Task prompt: State how many lines of the items below contain the word "helmet", and reply with the number alone.

Data extract:
================
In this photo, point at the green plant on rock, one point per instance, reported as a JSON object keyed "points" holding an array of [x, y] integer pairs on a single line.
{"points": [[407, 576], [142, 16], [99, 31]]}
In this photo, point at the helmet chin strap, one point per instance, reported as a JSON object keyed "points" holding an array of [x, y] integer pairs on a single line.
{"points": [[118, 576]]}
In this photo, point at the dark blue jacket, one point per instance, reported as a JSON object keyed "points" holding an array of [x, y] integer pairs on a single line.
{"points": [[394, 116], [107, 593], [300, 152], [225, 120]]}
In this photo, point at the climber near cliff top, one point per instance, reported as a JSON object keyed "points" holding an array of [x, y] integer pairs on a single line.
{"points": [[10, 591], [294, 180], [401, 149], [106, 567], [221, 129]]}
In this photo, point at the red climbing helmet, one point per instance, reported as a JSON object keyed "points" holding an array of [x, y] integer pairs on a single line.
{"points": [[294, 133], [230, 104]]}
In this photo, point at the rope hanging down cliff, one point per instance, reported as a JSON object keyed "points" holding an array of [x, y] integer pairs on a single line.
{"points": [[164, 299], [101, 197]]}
================
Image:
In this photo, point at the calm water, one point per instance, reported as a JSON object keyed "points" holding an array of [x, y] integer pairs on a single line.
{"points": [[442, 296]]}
================
The answer: 2